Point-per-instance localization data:
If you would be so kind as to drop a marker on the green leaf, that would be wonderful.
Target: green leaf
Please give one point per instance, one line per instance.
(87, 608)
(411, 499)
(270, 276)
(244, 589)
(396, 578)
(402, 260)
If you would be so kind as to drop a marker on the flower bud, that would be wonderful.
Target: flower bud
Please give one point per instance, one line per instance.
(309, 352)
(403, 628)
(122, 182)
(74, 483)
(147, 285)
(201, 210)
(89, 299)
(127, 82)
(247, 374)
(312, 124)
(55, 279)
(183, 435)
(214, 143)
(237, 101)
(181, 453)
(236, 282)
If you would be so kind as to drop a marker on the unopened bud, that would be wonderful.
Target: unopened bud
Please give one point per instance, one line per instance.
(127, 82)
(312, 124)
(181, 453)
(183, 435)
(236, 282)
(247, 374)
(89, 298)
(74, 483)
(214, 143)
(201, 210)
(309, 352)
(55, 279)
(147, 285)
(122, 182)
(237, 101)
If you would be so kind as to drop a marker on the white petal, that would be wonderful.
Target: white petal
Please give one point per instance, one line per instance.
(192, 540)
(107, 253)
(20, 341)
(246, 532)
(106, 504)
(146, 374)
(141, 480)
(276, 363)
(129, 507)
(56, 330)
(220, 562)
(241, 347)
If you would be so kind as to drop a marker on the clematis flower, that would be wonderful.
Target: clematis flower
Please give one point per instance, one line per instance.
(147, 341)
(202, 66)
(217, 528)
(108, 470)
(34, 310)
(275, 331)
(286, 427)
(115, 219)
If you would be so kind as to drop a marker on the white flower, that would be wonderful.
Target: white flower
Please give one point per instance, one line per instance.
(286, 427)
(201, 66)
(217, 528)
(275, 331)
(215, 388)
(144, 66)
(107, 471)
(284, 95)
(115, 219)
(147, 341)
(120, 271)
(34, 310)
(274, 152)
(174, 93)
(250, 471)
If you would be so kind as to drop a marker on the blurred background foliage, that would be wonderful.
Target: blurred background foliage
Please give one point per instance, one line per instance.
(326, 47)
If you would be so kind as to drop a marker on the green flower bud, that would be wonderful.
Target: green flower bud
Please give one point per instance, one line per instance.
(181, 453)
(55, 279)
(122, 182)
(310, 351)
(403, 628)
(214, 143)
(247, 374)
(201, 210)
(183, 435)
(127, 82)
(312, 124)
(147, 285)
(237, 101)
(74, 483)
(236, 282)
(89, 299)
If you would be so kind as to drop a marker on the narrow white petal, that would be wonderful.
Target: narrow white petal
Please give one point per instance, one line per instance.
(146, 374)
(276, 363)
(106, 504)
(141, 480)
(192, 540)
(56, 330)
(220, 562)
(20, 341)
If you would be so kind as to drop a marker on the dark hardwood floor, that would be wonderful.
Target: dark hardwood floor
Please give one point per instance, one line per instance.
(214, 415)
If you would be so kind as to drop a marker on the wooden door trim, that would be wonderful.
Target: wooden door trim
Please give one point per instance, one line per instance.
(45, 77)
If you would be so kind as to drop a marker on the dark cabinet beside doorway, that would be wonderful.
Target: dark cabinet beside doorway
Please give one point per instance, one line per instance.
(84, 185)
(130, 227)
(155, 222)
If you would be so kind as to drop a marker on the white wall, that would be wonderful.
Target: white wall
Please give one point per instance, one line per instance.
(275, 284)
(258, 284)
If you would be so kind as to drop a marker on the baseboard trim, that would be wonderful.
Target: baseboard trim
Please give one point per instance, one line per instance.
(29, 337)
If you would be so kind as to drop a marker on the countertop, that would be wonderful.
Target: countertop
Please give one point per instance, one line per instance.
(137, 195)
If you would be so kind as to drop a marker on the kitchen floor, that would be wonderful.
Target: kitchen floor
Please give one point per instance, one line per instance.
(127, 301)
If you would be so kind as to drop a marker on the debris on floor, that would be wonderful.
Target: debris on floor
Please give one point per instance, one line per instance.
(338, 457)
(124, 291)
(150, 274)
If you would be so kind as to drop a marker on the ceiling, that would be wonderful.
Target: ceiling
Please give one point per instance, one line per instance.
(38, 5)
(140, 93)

---

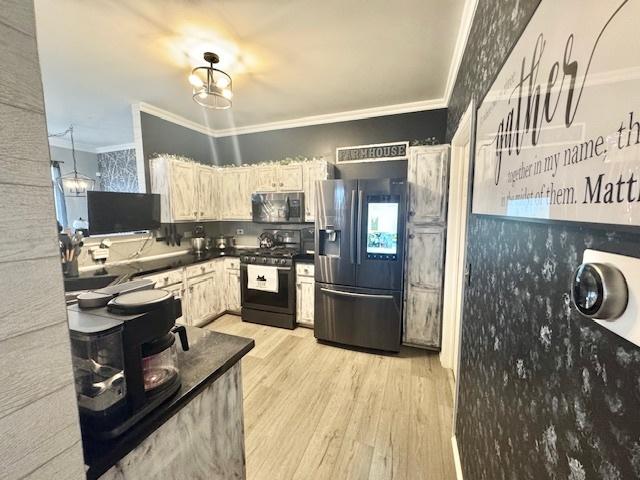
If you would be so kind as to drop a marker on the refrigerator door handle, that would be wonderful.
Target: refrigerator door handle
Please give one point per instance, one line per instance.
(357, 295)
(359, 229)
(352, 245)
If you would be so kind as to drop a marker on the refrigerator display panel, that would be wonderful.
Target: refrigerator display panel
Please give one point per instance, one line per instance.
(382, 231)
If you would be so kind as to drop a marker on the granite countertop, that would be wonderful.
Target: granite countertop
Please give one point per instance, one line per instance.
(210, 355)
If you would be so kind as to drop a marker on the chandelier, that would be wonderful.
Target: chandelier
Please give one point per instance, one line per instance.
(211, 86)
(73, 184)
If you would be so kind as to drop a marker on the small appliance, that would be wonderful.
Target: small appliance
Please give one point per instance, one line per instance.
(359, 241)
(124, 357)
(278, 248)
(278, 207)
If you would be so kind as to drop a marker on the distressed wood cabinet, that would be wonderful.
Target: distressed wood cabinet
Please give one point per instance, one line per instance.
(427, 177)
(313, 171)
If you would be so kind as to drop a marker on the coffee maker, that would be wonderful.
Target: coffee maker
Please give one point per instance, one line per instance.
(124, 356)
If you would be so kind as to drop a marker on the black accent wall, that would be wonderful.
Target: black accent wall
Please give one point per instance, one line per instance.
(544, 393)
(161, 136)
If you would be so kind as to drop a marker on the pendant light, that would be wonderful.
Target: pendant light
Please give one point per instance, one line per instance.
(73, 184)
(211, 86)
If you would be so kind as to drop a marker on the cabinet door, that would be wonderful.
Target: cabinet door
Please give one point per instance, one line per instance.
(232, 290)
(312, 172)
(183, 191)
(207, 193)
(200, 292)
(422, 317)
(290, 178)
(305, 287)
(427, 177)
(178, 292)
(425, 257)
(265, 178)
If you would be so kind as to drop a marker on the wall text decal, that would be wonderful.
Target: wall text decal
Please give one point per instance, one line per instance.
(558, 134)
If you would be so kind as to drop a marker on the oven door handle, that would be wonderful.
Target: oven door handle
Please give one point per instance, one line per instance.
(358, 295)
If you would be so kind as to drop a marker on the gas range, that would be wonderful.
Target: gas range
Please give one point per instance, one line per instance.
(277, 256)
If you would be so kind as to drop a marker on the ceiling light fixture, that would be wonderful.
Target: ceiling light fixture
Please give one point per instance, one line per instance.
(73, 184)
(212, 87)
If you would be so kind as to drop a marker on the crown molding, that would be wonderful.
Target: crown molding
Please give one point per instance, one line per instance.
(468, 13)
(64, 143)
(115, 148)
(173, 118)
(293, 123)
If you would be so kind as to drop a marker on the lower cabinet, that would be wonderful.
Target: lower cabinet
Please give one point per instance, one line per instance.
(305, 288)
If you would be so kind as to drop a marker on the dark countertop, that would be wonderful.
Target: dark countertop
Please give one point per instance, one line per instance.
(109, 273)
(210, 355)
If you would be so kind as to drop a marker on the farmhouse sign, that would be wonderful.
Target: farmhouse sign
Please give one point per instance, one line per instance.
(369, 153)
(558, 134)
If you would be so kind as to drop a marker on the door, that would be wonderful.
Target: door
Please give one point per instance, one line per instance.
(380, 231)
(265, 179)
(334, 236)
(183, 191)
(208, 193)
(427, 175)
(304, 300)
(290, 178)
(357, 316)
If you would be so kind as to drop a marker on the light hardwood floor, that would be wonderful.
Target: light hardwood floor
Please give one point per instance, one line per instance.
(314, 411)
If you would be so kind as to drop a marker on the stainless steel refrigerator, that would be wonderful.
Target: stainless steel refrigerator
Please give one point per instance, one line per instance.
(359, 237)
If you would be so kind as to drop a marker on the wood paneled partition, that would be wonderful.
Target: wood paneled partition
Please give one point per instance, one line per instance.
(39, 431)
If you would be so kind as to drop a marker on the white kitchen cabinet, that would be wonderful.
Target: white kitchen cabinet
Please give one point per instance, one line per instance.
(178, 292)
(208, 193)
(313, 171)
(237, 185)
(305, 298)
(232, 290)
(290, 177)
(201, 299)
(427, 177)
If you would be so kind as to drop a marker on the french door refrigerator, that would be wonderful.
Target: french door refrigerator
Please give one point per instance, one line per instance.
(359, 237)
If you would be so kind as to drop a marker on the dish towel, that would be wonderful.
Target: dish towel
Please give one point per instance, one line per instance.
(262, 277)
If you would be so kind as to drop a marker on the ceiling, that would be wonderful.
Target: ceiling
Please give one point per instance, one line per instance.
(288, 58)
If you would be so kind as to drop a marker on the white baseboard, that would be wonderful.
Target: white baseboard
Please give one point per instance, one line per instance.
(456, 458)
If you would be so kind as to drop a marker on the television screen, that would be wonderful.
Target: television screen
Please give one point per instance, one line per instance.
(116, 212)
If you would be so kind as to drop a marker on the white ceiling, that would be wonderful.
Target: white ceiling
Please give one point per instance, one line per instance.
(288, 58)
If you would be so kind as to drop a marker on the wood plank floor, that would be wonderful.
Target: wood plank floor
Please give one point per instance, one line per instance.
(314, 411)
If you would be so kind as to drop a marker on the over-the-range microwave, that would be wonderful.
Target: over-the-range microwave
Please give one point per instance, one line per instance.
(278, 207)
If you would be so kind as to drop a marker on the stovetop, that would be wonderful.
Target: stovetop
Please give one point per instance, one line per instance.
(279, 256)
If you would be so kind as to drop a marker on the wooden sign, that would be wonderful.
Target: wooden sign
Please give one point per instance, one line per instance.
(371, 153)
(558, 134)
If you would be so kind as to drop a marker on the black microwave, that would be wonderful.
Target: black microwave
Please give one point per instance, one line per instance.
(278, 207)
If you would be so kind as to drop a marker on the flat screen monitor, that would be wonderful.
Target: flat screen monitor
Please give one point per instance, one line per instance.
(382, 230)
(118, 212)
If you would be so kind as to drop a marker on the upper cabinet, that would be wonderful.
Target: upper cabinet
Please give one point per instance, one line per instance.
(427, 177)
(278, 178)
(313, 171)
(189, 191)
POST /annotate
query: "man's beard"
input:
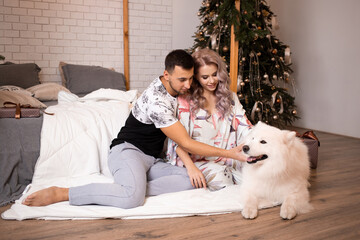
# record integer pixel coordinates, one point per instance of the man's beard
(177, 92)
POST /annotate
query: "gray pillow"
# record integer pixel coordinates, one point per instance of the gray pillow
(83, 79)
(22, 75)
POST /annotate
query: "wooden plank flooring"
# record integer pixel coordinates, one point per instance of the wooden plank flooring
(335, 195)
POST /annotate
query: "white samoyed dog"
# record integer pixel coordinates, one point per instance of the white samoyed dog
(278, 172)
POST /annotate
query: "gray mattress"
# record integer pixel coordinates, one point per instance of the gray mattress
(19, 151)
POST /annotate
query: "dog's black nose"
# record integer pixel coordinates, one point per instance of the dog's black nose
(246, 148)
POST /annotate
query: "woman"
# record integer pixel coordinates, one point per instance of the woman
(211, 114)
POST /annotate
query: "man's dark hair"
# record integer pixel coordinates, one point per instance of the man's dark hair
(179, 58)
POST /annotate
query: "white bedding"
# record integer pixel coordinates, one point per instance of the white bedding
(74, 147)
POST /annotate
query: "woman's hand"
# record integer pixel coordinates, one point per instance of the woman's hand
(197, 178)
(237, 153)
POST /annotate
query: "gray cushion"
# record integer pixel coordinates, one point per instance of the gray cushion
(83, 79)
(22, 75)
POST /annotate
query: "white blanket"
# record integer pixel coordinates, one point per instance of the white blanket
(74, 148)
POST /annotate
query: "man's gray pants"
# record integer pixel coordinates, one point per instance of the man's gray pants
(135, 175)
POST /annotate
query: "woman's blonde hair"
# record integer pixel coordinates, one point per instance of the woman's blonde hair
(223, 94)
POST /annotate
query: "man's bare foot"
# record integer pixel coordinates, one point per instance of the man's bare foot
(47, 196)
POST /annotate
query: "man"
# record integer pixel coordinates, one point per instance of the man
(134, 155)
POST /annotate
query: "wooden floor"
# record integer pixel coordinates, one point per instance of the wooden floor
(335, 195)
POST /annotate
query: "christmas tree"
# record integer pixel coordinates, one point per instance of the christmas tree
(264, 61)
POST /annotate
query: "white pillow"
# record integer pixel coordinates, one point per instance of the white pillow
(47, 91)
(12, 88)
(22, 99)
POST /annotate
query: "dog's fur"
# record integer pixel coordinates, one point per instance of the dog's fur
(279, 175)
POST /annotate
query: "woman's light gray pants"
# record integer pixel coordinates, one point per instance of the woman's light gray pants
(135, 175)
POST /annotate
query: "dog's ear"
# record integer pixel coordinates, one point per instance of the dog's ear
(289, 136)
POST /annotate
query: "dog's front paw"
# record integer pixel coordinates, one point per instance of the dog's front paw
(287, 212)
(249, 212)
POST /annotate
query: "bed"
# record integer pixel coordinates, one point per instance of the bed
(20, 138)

---

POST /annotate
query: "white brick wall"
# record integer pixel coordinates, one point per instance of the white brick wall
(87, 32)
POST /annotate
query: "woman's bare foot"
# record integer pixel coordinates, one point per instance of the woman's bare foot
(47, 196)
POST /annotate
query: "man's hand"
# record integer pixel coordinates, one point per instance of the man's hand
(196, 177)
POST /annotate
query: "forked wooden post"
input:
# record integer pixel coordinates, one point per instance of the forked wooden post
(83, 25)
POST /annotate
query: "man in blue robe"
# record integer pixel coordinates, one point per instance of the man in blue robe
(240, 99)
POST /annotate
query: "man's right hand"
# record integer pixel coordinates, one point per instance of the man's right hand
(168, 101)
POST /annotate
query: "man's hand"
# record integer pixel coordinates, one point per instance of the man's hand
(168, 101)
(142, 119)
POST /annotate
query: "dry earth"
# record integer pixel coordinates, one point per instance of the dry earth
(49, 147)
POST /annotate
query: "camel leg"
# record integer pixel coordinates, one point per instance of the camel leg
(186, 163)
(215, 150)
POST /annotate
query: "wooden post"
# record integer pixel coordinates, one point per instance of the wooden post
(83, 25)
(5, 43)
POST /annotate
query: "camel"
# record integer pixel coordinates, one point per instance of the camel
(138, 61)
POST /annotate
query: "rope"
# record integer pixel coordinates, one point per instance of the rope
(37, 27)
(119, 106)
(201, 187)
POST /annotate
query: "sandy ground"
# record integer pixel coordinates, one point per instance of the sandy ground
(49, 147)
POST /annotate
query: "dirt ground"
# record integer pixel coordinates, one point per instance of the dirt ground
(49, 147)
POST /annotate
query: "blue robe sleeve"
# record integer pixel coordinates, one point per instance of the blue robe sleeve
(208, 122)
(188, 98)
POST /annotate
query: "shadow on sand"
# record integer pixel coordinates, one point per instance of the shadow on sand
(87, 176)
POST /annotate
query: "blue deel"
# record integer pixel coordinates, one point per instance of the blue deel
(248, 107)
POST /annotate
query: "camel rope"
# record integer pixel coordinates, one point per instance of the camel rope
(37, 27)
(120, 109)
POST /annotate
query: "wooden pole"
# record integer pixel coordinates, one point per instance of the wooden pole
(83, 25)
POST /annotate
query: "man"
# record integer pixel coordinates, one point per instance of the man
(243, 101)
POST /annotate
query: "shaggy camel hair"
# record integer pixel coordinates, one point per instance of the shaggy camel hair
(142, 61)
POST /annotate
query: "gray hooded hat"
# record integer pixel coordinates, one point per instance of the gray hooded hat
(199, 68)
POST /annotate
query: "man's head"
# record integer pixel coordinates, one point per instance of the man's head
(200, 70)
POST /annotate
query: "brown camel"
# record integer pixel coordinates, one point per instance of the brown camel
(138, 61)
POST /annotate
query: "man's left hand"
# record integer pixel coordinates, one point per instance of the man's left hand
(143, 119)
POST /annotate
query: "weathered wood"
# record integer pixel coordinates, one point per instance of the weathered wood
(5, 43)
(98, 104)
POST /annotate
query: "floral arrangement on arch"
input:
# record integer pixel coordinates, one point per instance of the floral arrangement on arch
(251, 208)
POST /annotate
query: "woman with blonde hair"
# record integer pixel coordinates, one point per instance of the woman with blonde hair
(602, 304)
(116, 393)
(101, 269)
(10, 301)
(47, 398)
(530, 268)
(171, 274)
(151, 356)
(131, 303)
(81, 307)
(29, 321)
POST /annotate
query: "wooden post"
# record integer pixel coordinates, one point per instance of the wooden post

=== Task item ===
Search the records line by line for the word "text" and copy every line where it appears.

=== Reply ===
If you would be so kind as to drop a marker on the wall text decal, that would be wonderful.
Target: wall text decal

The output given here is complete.